● BRIEF
Among the entries, which lines carry the string "mirror"? Copy every one.
(INPUT RECORDS Opens)
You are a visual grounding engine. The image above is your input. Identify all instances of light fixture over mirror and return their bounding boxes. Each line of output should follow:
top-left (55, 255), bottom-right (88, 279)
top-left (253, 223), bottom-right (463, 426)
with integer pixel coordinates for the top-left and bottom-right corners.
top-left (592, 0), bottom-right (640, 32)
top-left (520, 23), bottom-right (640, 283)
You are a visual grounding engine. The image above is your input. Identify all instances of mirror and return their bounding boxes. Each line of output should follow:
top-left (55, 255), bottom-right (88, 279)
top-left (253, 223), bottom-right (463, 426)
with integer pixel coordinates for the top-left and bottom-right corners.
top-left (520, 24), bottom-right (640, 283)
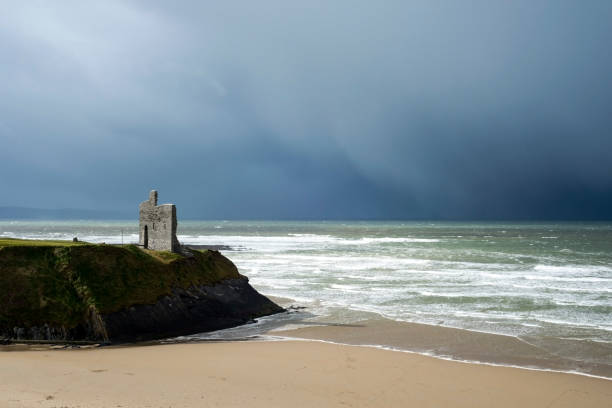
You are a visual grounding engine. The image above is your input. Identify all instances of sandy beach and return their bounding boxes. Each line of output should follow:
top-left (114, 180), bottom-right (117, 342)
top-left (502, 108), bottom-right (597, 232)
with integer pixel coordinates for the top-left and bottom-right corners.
(INPUT RECORDS Closes)
● SOLUTION FOR THIS PROBLEM
You are a visual grounding engine. The image above is your input. Identify all instances of light fixture over mirror and return their bounding boxes. Each line of output should follow:
You are a visual grounding engine. The image above is your input. Identify all instances of mirror and return their bounding boxes. Each line of output should follow:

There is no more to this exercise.